== CONSIGNES ==
(a) Résumez en deux phrases l'extrait sur les titres honorifiques au Japon.
(b) Recopiez le passage de l'extrait sur les titres honorifiques au Japon situé entre « Aujourd’hui, petit cours » et « le maître mot. », bornes incluses.

== EXTRAIT FOURNI ==
====

Des titres et marques honorifiques au Japon

Aujourd’hui, petit cours de langue sur les suffixes, particules et titres au Japon.

Perceval Kaamelott gros faisan
“C’est le Gros Faisan au sud, et au nord, c’est juste Ducon.”

En japonais, on s’adresse aux gens par leur nom ou leur prénom. Merci, le scoop. Mais il y a une astuce, sans quoi cet article n’aurait pas d’objet.
Les règles ? Inexistantes ou pléthoriques, au choix. En pratique, l’emploi du suffixe dépend du contexte, de la position hiérarchique de votre interlocuteur, de son statut social, de votre degré de proximité avec lui. Adaptation est le maître mot.
En gros, quand on s’adresse à :

  • un supérieur : nom + titre ou suffixe honorifique ;
  • un quidam : nom + suffixe neutre (san) ;
  • un collègue : nom ou prénom + suffixe neutre (san) ;
  • un proche : prénom tout court ;
  • un familier : prénom + suffixe affectueux ;
  • un inférieur : on ne parle pas aux larbins ;
  • tout le monde : on ne parle jamais de soi avec un suffixe, c’est prétentieux et impoli.

C’est très schématique vu le nombre de cas particuliers et exceptions, mais ça donne une idée générale.
Il existe une foultitude de suffixes et d’appellations. Rien que la famille, par exemple, dispose de listes spécifiques selon que vous parliez de la vôtre ou d’une autre, que vous soyez déférent ou familier. Les suffixes abondent mais un paquet sont vieillis et plus usités. Traditionnellement, on en distingue cinq, ce qui est à mon sens une connerie puisqu’on n’en utilise en réalité que quatre (san, kun, chan, sama).

  • San (さん)
    Le passe-partout. Tout à fait neutre au plan relationnel, unisexe donc pas d’erreur possible. Il sert pour les collègues, les gens que vous croisez pour la première fois ou dont vous n’êtes pas spécialement proche. On l’utilise en général avec le nom de famille, parfois avec le prénom dans le cas de connaissances de longue date. Un prof peut se permettre d’employer prénom-san avec ses élèves.

====

== DONNÉES FOURNIES ==
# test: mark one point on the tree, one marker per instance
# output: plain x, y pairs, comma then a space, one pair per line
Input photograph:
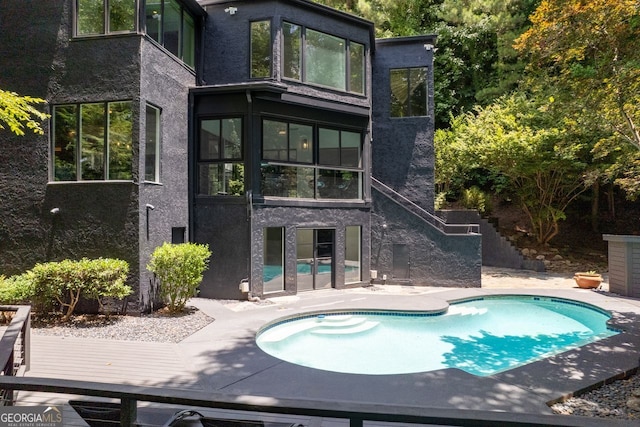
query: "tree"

====

== CORRIGÉ ==
(a) En japonais, le choix du suffixe pour s'adresser à quelqu'un dépend du contexte, de sa position hiérarchique, de son statut social et du degré de proximité qu'on entretient avec lui. Parmi les nombreux suffixes existants, seuls quatre sont réellement employés (san, kun, chan, sama), dont san, neutre et unisexe, qui convient aux collègues et aux personnes dont on n'est pas spécialement proche.

(b)
Aujourd’hui, petit cours de langue sur les suffixes, particules et titres au Japon.

Perceval Kaamelott gros faisan
“C’est le Gros Faisan au sud, et au nord, c’est juste Ducon.”

En japonais, on s’adresse aux gens par leur nom ou leur prénom. Merci, le scoop. Mais il y a une astuce, sans quoi cet article n’aurait pas d’objet.
Les règles ? Inexistantes ou pléthoriques, au choix. En pratique, l’emploi du suffixe dépend du contexte, de la position hiérarchique de votre interlocuteur, de son statut social, de votre degré de proximité avec lui. Adaptation est le maître mot.